• [Problem requirements]:
Below are entries; output exactly the lines from the one with "Target: amber eye" to the one with "Confirm every instance of the green leaf", both included, and nothing else.

• [Data to examine]:
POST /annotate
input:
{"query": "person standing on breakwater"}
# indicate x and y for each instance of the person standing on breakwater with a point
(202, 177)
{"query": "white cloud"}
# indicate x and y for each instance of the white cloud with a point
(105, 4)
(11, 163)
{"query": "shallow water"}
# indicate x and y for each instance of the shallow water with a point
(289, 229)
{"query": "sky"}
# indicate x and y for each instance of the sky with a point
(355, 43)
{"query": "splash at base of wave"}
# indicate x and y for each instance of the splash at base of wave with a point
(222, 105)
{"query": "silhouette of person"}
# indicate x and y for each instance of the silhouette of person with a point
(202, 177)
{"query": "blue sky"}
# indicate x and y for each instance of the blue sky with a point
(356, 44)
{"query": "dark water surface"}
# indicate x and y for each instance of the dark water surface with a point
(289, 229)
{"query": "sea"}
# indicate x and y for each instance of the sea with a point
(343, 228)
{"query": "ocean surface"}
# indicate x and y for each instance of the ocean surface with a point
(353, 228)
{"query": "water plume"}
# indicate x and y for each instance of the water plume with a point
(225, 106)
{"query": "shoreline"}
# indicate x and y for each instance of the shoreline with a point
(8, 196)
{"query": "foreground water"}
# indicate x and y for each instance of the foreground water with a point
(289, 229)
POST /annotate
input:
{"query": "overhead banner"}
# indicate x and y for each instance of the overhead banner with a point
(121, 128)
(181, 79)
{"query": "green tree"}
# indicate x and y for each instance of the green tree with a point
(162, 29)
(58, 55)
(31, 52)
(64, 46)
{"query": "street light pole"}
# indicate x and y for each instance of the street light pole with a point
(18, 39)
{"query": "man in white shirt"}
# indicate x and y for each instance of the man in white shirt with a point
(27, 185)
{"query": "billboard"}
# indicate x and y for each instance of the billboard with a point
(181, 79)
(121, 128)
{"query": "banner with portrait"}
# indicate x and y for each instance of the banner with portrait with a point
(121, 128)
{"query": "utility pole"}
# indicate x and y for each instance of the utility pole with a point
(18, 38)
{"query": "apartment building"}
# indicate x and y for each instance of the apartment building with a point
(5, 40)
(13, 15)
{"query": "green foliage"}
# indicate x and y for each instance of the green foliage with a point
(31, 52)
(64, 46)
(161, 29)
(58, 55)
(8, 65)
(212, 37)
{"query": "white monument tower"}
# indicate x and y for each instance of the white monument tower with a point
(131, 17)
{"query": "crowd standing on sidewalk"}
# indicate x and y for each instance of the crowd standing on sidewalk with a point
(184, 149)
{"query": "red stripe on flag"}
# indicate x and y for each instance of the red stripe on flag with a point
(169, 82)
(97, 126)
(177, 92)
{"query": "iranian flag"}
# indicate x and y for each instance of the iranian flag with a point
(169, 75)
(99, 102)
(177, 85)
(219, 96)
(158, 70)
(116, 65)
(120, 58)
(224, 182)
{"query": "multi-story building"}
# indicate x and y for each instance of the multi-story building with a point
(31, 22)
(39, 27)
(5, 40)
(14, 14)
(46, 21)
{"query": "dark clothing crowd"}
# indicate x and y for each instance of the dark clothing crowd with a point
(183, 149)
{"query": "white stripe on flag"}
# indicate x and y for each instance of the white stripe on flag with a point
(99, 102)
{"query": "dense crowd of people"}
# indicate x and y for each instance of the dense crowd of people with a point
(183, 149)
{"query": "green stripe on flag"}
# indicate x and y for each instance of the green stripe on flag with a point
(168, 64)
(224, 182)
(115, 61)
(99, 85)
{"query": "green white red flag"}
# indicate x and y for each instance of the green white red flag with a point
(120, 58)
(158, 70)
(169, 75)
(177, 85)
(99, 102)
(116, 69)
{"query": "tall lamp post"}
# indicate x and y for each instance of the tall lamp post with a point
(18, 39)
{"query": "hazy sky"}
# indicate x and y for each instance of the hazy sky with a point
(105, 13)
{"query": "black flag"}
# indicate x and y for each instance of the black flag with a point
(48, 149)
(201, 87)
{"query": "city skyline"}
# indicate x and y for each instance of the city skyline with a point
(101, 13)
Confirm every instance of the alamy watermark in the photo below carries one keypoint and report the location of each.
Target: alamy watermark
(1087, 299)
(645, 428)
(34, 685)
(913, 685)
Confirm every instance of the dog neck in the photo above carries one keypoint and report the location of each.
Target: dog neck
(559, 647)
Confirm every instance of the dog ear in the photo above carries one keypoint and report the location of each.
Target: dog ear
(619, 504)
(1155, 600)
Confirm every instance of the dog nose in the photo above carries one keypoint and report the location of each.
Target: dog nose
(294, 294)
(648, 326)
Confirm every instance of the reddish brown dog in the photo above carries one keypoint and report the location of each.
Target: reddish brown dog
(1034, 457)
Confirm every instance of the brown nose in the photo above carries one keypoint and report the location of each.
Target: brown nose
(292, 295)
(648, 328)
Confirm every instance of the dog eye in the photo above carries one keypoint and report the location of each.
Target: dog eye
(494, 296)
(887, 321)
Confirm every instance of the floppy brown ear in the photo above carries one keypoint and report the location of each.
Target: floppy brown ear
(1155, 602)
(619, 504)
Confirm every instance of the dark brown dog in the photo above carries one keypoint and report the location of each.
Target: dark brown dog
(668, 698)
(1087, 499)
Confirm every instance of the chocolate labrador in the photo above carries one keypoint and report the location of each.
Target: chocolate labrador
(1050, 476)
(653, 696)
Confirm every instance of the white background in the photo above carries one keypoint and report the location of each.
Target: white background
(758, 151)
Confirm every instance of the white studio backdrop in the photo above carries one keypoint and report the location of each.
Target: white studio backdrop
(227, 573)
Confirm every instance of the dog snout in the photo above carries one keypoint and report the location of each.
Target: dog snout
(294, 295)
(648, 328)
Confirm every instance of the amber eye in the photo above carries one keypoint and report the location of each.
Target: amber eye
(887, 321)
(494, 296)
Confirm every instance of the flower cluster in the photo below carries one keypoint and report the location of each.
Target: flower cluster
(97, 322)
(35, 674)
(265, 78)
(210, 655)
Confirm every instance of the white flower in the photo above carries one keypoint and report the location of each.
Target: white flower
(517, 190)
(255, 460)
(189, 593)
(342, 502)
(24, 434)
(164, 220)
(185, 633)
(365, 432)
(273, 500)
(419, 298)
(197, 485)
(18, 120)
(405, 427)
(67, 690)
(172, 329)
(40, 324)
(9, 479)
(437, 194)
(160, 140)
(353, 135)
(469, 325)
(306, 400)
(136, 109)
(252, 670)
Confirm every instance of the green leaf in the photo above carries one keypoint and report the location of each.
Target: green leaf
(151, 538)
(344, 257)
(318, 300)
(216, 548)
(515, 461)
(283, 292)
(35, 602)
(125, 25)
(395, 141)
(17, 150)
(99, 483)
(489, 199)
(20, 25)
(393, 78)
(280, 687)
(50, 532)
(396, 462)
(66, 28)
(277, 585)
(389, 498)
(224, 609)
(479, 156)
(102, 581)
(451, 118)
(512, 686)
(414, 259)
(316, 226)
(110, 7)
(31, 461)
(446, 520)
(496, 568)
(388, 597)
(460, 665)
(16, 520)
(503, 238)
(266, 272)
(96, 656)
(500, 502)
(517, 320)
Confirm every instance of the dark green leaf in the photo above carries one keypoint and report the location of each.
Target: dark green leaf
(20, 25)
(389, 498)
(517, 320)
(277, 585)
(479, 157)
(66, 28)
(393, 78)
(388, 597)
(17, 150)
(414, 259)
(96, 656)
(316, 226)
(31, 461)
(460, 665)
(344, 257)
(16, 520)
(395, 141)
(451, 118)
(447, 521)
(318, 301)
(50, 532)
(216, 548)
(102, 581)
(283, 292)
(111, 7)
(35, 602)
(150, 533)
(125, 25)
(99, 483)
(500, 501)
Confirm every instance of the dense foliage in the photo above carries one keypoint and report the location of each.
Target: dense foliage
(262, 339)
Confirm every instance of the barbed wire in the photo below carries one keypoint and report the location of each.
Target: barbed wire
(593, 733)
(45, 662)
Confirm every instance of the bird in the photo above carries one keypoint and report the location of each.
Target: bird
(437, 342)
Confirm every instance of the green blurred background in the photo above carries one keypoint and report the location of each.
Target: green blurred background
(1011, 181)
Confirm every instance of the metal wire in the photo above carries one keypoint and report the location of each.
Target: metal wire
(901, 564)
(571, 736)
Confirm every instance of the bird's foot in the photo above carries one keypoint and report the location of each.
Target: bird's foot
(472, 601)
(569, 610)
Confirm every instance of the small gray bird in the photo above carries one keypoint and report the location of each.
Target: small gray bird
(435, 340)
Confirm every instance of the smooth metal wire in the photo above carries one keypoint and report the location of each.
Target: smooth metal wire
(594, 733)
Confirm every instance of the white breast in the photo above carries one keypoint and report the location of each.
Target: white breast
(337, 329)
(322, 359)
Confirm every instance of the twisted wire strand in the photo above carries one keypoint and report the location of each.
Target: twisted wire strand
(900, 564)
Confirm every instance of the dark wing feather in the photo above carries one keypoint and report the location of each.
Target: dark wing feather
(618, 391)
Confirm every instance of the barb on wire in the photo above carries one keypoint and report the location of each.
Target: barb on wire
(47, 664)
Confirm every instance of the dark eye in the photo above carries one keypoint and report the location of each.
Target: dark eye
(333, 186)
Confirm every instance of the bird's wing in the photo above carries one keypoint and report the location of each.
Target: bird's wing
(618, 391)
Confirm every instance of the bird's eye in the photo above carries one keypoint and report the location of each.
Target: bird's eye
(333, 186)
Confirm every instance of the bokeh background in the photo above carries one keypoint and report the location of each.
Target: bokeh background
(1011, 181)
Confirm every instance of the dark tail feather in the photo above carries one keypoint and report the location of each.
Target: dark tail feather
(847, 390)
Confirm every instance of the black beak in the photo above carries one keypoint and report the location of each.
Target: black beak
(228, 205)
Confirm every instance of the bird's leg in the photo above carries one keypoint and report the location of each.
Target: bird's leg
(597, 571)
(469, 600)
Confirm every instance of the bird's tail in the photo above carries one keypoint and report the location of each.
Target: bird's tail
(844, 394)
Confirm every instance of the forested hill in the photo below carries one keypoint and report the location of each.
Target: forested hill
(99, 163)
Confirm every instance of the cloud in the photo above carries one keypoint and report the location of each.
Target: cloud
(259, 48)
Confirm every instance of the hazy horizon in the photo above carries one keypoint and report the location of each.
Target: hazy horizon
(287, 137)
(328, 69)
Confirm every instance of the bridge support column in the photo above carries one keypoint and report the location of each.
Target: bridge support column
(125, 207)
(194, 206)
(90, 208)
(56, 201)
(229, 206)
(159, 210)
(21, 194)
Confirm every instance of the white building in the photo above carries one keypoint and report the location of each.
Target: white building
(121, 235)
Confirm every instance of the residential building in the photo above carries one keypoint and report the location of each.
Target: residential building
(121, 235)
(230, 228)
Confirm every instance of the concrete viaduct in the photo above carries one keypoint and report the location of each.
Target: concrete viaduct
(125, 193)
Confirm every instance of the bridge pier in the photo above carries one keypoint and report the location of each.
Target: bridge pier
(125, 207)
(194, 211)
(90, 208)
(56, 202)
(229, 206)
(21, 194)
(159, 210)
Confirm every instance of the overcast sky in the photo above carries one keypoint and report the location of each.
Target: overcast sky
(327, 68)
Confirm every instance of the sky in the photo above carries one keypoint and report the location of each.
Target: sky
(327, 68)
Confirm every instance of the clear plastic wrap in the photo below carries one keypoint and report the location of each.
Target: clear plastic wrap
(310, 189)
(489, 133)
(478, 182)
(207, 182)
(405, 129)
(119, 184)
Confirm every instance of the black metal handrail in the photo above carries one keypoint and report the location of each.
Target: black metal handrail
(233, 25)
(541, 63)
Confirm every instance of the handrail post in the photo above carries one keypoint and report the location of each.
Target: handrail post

• [Written answer]:
Target: amber eye
(887, 321)
(494, 296)
Confirm every instance of the flower cluster in the photo below carries one keypoint and report the location of each.
Target: flower cluster
(97, 322)
(35, 674)
(265, 78)
(210, 655)
Confirm every instance of the white flower in the photo above carries one keypoint and report the location of each.
Target: white flower
(517, 190)
(255, 460)
(189, 593)
(342, 502)
(24, 434)
(164, 220)
(185, 633)
(365, 432)
(273, 500)
(419, 298)
(197, 485)
(18, 120)
(405, 427)
(67, 690)
(172, 329)
(40, 324)
(9, 479)
(437, 194)
(160, 140)
(353, 135)
(469, 325)
(306, 400)
(136, 109)
(252, 670)
Confirm every instance of the green leaf in the photo above carries one keypoint and report the location of each.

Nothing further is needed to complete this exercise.